Content starts
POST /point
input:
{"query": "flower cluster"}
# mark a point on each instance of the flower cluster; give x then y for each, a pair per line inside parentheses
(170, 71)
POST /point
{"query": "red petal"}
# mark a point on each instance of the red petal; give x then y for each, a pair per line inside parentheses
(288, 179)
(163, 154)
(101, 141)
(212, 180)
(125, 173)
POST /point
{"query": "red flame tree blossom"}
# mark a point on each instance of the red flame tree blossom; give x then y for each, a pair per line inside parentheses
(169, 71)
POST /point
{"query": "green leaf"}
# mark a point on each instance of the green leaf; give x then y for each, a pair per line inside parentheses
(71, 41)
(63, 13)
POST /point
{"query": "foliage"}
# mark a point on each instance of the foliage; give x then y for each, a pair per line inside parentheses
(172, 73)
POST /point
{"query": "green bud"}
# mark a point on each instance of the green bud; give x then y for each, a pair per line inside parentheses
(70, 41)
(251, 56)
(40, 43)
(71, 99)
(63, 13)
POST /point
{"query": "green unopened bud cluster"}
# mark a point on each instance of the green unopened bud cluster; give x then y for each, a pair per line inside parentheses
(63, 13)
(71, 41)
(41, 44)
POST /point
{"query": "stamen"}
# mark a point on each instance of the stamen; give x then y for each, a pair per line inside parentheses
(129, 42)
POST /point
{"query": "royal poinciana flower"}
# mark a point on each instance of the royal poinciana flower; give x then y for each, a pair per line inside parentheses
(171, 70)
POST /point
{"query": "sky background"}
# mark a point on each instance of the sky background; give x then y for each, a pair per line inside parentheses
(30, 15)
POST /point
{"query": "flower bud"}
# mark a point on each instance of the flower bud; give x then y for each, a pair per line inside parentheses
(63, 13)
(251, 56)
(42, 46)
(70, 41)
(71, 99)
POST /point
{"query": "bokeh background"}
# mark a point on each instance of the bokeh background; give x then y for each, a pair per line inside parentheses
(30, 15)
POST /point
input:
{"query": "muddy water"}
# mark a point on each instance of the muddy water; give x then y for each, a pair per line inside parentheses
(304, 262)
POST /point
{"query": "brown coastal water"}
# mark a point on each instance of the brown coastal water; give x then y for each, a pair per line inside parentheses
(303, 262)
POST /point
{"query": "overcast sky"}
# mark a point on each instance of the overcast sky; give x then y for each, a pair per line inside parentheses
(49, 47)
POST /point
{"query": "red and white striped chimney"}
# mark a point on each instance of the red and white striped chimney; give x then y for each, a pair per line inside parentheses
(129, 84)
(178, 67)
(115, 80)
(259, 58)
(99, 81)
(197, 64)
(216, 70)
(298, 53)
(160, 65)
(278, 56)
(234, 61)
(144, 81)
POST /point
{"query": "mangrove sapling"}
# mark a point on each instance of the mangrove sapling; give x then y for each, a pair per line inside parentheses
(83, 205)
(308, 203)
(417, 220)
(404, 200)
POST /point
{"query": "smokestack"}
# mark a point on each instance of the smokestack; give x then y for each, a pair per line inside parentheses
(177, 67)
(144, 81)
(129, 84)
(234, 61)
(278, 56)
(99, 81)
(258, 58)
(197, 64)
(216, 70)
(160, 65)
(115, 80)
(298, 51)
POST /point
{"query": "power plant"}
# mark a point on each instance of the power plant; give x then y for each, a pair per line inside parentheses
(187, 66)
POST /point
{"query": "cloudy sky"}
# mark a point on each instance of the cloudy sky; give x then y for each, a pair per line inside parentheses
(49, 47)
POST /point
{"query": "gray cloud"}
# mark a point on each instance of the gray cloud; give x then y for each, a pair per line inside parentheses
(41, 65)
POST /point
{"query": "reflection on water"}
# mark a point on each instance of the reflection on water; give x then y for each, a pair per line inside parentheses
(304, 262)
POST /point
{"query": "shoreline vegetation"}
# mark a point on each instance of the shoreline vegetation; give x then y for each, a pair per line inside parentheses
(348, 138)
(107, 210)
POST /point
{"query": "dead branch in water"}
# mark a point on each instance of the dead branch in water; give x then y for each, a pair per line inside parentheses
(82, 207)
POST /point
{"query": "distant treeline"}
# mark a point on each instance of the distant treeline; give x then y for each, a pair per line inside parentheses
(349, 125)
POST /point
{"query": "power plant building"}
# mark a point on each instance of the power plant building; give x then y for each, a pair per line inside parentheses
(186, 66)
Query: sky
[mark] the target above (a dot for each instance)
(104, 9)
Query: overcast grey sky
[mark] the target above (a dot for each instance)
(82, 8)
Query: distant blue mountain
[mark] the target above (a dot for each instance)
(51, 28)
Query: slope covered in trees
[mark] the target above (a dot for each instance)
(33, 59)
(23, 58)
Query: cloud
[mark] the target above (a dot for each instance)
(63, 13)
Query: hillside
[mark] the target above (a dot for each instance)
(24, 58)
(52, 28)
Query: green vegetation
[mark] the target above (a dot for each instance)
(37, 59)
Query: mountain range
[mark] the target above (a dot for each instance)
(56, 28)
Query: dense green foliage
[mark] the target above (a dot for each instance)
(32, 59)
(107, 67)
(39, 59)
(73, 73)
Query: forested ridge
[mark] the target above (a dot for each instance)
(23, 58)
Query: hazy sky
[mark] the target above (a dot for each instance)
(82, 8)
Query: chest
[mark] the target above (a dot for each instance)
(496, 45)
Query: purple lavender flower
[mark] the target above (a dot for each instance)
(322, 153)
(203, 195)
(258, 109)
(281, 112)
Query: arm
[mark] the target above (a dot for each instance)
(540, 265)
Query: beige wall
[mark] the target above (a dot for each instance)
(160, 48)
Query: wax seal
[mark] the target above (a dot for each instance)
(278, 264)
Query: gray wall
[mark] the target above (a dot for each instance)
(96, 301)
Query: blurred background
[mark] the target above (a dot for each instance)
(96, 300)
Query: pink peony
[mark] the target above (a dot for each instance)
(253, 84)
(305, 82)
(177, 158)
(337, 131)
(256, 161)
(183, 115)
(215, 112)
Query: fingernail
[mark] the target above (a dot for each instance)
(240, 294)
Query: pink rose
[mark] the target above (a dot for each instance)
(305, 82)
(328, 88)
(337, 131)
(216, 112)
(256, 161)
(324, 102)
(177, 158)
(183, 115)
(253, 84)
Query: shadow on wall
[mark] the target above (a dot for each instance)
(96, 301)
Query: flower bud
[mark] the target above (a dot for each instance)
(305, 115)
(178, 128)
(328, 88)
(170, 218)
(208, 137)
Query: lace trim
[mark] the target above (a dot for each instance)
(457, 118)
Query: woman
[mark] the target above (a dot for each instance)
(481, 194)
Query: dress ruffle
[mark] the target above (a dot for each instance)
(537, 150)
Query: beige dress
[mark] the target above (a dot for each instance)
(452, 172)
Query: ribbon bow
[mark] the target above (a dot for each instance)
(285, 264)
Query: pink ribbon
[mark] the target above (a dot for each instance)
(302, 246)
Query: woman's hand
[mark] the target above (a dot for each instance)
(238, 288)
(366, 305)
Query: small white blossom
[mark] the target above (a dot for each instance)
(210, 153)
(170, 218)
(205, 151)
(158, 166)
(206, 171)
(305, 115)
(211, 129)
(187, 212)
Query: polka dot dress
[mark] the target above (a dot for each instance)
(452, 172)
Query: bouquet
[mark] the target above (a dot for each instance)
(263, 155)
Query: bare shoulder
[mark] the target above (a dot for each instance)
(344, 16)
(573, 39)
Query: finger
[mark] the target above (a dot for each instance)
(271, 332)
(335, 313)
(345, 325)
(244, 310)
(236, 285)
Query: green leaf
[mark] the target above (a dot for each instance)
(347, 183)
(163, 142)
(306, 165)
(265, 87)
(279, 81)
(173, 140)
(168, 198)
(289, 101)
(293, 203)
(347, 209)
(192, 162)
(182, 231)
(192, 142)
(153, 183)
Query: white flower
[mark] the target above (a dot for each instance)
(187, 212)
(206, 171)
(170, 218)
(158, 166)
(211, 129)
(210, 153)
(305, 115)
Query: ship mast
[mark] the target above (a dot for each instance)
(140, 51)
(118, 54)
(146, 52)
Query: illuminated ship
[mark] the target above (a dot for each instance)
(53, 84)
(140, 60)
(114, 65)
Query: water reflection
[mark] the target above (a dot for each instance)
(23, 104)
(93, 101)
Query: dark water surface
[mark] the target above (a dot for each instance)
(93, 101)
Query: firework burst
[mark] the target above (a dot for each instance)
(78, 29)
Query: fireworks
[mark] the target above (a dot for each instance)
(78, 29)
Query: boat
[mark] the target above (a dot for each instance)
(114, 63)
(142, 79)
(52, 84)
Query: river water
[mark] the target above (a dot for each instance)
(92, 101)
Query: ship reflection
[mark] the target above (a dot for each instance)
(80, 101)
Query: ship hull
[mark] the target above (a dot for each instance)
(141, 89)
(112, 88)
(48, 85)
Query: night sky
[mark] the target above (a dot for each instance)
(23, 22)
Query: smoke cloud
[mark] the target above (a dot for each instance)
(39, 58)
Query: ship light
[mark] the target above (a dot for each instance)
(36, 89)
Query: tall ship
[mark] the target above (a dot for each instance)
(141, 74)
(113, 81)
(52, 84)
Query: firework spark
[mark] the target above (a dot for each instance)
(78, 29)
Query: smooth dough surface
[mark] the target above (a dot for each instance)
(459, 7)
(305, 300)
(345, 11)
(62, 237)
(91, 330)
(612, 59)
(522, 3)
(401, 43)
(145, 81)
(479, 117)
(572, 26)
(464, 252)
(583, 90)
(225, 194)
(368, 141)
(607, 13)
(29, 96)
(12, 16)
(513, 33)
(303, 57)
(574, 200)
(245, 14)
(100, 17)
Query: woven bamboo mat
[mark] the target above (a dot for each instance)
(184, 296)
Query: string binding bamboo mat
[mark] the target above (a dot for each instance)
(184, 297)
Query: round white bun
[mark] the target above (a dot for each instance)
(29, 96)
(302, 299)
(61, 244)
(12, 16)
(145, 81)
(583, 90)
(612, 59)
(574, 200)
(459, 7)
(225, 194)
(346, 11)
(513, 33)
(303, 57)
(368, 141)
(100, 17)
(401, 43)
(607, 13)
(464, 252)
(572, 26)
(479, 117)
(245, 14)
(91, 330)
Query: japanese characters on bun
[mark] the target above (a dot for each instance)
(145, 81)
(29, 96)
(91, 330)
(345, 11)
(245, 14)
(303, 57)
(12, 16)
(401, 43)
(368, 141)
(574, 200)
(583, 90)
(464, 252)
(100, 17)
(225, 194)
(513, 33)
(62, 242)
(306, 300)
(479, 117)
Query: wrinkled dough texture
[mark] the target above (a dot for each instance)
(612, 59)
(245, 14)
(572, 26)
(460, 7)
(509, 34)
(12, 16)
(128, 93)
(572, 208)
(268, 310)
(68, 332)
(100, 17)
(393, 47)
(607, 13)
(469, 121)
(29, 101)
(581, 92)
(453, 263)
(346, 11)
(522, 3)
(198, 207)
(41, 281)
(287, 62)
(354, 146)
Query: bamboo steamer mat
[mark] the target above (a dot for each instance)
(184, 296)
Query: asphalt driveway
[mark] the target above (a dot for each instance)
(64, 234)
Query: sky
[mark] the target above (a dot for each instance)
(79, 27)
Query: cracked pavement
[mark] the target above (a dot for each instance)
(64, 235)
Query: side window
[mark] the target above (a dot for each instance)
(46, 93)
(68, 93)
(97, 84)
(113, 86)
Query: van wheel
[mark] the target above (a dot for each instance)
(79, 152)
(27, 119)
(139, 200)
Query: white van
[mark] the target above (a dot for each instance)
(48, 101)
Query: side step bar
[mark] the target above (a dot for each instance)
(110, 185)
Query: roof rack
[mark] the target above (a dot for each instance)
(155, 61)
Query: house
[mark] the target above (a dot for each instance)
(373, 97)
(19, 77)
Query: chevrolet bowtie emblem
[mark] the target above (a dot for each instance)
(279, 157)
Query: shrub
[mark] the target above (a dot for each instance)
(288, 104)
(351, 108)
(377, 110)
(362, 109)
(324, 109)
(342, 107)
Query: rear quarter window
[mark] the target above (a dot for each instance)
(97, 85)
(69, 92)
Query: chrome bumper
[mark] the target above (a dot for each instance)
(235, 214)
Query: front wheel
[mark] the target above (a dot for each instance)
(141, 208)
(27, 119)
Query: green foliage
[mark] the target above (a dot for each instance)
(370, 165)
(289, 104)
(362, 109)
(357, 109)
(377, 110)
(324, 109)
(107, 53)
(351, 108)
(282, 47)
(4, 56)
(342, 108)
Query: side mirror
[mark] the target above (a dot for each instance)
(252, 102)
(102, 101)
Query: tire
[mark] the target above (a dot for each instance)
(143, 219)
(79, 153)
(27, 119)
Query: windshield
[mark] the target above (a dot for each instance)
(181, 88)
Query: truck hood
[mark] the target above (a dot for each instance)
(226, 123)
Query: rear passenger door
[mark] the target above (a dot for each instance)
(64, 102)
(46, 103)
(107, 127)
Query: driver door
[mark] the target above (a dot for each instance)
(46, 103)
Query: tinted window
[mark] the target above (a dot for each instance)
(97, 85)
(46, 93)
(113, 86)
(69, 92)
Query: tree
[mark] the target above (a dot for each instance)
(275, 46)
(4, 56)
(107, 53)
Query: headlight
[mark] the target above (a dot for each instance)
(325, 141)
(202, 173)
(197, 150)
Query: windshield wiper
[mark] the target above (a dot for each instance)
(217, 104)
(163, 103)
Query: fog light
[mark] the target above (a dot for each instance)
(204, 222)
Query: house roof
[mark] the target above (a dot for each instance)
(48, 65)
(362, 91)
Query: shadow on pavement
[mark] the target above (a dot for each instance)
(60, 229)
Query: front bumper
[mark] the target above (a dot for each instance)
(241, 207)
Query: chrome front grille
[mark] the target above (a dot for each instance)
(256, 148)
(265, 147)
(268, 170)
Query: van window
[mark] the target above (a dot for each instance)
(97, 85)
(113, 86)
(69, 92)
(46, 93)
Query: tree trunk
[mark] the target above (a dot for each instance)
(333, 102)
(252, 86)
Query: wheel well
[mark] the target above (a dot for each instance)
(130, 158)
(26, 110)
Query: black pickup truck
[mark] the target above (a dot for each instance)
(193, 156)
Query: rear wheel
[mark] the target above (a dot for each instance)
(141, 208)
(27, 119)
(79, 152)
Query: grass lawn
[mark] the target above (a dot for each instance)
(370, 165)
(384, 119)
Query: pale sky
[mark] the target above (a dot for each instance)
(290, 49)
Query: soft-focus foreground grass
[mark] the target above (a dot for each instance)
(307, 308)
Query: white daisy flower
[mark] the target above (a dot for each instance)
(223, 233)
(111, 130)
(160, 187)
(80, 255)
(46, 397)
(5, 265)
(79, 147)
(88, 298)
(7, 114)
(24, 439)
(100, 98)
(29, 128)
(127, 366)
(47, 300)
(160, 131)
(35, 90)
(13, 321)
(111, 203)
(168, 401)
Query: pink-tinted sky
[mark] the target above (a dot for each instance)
Content ends
WHAT THIS TASK INVOLVES: Exactly the lines between the one containing "Query: pink-tinted sky" and the end of the material, both ends included, must be retyped, with nothing added.

RESULT OF THIS TASK:
Query: pink-tinted sky
[mark] the target above (a dot for each instance)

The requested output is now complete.